The output should be exactly the lines from the one containing "Guideline: put one point on each instance of the street" through the last line of the records, and only those.

▸ Extracted records:
----------------------------------------

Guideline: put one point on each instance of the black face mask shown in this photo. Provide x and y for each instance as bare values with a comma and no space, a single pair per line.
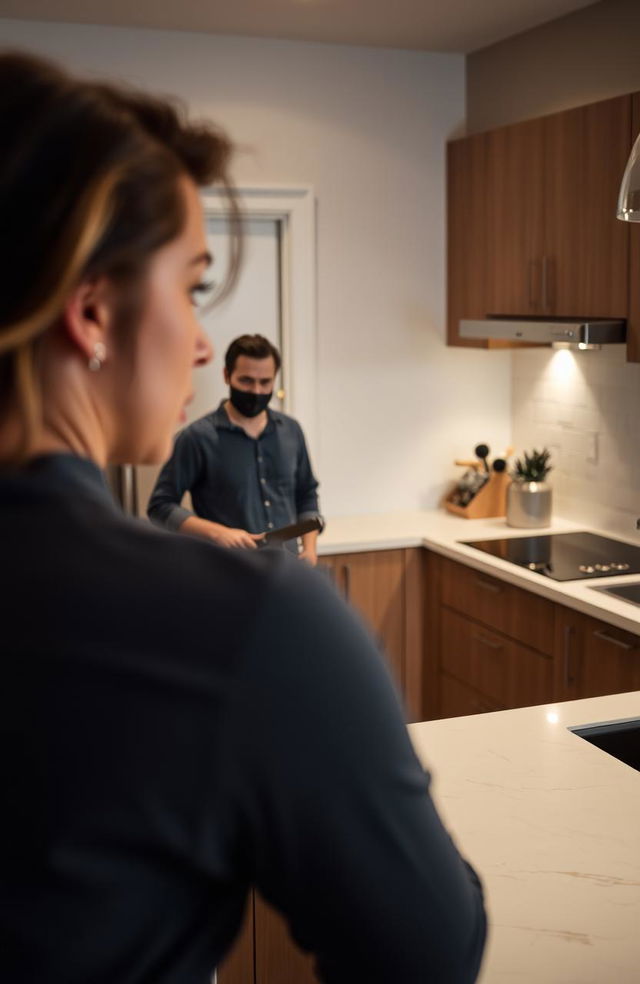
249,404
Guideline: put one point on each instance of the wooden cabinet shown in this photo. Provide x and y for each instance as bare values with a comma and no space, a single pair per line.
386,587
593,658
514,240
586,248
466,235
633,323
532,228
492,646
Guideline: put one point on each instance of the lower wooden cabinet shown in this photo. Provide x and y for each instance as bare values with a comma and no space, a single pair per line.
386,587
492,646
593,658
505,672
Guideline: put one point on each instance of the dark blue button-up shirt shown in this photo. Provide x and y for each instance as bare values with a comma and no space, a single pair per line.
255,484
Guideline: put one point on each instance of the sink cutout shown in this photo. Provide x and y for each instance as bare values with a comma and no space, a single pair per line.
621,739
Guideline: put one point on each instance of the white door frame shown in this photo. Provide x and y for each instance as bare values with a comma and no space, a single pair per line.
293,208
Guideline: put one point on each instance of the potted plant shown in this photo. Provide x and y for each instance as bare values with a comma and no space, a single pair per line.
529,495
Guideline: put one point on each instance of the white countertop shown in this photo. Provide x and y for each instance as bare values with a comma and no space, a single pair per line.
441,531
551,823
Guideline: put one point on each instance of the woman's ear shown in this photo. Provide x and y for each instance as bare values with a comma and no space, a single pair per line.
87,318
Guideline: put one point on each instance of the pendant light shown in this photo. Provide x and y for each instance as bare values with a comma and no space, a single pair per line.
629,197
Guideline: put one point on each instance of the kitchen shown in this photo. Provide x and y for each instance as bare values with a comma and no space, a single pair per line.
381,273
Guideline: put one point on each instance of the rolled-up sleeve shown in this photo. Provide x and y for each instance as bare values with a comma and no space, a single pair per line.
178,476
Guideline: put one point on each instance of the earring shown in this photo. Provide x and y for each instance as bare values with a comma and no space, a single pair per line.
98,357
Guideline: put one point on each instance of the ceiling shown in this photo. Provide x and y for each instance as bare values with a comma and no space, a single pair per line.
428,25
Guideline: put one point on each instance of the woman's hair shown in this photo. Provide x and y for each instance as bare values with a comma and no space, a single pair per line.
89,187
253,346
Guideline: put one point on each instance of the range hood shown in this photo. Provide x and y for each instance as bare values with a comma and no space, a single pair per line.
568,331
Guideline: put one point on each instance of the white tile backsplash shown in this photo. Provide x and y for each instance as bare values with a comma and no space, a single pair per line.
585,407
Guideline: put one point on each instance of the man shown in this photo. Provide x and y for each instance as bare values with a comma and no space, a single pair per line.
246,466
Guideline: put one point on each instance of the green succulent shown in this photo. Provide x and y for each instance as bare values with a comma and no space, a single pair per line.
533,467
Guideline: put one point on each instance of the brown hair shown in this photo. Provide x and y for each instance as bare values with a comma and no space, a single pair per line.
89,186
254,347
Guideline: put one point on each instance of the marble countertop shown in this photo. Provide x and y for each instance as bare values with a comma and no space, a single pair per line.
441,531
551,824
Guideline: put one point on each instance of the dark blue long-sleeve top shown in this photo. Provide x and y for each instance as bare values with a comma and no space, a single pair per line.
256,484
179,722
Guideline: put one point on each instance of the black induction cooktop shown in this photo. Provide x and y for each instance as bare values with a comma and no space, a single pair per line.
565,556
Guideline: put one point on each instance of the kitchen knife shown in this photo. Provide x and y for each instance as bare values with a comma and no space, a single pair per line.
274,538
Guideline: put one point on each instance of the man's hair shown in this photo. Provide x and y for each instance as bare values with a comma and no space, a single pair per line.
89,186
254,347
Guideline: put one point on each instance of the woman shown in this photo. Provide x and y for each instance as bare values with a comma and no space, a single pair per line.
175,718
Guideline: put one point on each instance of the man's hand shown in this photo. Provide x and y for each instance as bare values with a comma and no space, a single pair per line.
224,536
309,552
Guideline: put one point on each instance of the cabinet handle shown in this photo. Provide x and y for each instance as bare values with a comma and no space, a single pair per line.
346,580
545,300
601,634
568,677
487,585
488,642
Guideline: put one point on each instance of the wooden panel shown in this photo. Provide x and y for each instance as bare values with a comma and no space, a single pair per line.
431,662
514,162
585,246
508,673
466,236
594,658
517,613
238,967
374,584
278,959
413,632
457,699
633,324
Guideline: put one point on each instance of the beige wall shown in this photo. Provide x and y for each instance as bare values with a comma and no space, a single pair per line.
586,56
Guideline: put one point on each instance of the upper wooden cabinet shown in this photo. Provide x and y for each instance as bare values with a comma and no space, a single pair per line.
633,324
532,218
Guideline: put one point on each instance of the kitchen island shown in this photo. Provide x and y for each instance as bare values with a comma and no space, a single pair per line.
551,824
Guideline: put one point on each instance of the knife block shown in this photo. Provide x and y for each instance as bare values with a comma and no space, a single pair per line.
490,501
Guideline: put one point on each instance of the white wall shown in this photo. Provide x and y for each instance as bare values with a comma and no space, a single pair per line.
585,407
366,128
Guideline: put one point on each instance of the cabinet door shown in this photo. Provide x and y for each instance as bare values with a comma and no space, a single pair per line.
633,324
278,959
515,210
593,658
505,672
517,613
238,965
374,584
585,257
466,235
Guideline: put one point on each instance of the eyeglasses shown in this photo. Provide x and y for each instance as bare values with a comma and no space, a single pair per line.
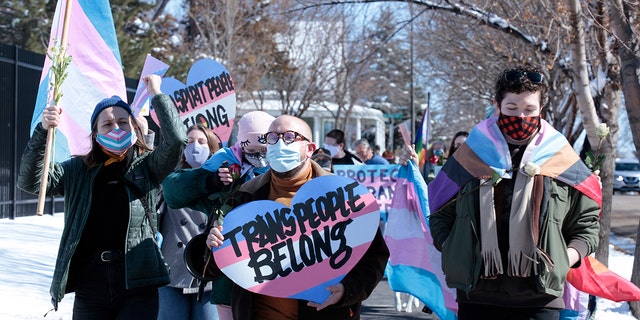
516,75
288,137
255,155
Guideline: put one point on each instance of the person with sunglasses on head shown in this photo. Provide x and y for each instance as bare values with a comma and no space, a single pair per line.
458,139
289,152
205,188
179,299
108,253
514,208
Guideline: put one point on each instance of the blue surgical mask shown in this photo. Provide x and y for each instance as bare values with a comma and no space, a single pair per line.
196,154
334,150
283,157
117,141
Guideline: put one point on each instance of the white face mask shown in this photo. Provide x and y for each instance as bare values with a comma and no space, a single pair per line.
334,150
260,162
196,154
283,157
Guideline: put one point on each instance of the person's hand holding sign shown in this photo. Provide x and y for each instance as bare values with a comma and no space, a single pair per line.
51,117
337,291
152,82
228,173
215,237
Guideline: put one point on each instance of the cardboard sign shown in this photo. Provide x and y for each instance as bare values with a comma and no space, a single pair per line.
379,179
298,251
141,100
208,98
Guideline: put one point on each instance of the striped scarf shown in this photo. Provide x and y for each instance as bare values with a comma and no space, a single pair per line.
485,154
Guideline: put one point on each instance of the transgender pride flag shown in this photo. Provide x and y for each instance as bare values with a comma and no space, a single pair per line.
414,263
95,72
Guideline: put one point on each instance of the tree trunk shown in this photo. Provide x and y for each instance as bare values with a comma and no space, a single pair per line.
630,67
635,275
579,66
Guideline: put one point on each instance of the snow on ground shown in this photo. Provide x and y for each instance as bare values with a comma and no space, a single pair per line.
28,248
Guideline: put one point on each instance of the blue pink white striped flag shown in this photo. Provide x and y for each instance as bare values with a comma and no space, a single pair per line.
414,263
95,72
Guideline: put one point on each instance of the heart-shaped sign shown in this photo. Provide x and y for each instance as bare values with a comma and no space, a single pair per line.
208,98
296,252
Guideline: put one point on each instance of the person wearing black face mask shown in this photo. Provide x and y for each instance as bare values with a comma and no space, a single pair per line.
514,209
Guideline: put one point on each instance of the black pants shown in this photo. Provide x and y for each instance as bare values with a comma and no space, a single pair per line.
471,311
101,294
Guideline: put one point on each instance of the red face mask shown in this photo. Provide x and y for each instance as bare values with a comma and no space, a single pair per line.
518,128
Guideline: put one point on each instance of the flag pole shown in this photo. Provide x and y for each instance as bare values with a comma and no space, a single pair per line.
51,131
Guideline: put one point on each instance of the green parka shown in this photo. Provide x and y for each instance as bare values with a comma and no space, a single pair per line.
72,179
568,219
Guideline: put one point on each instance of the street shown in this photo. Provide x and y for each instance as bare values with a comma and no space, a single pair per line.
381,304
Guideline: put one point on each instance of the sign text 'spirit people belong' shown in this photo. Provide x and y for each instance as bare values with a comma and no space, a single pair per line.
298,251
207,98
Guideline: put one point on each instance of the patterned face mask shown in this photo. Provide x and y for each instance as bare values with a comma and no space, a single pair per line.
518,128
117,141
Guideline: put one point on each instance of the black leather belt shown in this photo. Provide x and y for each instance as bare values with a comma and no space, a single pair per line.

----------------------------------------

▸ The answer:
Guideline: put one point on each instance of the street shown in this photo. Provide x and y for each instance as bare values with a comma and no space, a single pair per line.
381,304
Guideline: put one point on each instance of the sign text 'spirit people belong' shown in this photo. Provide x and y for each instance as bare values with a comma and no space, a single pair per line.
298,251
207,98
Guideline: put one point on each instance of the patterned face mask shown in this photo. Provide x and y for each instance as bare values with a comma and no space, a single pair per line.
518,128
117,141
Guideline: put one point on each instance of the black leather belt shown in this photo. Provide x and y for each instance as bare values with a comma and no space, a single pair per line.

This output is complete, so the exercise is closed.